▶ Enunciado del ejercicio:
Enumera todas las líneas del material que contienen la palabra "blue", distinguiendo entre mayúsculas y minúsculas.

▶ Datos proporcionados:
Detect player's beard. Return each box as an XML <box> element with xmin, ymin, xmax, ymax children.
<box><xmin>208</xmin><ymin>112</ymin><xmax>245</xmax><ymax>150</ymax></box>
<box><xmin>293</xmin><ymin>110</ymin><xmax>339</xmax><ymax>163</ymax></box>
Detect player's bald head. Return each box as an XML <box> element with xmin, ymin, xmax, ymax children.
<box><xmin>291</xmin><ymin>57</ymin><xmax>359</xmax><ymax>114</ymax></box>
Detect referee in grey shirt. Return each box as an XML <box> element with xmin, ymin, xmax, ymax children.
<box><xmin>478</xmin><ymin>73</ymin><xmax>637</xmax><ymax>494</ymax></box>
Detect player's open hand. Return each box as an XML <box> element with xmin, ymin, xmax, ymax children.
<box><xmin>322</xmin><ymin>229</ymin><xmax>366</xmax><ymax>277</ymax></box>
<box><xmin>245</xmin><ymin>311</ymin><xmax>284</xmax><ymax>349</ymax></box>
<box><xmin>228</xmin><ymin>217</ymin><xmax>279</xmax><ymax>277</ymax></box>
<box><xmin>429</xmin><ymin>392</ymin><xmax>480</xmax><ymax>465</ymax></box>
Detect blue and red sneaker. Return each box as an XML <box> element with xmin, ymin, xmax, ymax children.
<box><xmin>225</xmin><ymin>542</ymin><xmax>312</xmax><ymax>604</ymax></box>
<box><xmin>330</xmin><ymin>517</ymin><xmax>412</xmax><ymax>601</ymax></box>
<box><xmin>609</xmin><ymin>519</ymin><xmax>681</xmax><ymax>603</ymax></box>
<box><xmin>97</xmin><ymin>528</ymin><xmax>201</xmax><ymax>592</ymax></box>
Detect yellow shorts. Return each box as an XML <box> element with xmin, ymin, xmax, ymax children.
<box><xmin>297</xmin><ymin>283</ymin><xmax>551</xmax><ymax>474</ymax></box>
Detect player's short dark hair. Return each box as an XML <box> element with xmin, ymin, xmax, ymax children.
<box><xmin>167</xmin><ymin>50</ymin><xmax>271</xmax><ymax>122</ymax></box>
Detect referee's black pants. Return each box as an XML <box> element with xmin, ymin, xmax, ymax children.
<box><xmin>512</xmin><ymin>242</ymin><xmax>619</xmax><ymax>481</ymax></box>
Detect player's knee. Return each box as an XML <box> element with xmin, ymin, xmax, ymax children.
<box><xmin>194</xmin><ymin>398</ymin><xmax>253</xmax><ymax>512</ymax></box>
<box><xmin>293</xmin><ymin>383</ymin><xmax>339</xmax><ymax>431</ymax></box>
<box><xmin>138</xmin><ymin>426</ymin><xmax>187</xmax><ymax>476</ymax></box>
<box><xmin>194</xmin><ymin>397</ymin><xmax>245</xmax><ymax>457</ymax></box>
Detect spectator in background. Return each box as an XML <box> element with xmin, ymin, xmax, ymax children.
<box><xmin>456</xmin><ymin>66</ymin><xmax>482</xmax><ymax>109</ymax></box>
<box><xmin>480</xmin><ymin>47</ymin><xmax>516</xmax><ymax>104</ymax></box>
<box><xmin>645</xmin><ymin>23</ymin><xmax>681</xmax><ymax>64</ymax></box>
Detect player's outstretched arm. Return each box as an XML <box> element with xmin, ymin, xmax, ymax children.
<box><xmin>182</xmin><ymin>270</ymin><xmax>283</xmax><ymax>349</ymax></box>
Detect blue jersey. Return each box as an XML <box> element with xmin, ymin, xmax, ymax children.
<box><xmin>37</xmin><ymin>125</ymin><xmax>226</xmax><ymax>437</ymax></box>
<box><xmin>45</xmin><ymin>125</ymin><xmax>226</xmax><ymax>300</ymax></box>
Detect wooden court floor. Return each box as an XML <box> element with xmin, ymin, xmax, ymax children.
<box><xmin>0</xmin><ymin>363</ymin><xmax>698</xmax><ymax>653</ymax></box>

▶ Solución propuesta:
Detect blue and red sneaker. Return each box as an XML <box> element with xmin, ymin, xmax, ymax children.
Detect blue jersey. Return each box as an XML <box> element with xmin, ymin, xmax, ymax children.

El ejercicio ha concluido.